- [Dataset content]:
◇ ◇ ◇ ◇ ◇

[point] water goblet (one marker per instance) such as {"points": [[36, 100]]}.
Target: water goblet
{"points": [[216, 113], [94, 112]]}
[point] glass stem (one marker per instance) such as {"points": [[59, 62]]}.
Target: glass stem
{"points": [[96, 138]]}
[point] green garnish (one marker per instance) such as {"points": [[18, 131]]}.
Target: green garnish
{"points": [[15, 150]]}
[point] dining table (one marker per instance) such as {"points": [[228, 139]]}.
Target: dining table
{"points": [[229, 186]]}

◇ ◇ ◇ ◇ ◇

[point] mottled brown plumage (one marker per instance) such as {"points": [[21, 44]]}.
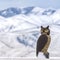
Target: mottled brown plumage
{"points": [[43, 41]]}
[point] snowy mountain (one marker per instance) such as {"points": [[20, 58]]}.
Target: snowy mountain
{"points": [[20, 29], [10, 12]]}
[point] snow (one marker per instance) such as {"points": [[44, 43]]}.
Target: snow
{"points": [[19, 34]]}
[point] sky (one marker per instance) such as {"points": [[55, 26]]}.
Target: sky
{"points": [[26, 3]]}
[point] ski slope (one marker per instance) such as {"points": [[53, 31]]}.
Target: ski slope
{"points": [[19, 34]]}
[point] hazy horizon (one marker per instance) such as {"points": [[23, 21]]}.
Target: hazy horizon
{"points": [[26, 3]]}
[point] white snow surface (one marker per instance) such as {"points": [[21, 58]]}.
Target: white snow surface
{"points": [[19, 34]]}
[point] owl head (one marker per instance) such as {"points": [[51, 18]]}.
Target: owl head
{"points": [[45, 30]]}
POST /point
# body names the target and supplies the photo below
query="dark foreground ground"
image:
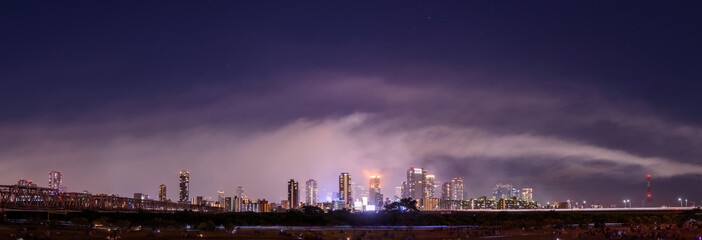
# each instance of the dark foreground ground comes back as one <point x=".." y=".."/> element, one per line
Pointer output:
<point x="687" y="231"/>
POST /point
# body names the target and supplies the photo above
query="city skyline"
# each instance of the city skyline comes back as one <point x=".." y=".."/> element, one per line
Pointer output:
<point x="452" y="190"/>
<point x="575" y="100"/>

◇ ◇ ◇ ◇ ◇

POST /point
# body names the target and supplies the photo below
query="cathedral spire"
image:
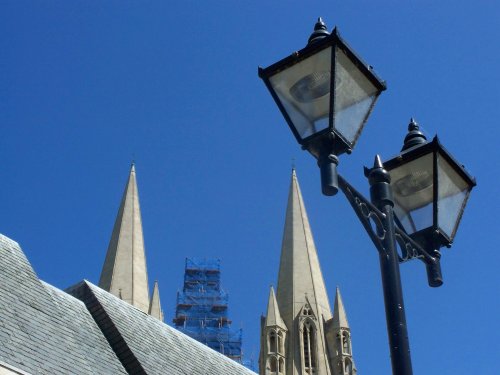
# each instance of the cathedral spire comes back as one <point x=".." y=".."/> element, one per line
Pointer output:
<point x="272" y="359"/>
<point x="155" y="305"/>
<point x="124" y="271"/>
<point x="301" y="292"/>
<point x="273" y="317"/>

◇ ◇ ◇ ◇ ◇

- [Task brief]:
Every line of the data above that includes "ground" should be listed.

- [Answer to this problem]:
query="dark foreground ground"
# each instance of the dark foreground ground comes back as one <point x=".." y=".."/> element, one per line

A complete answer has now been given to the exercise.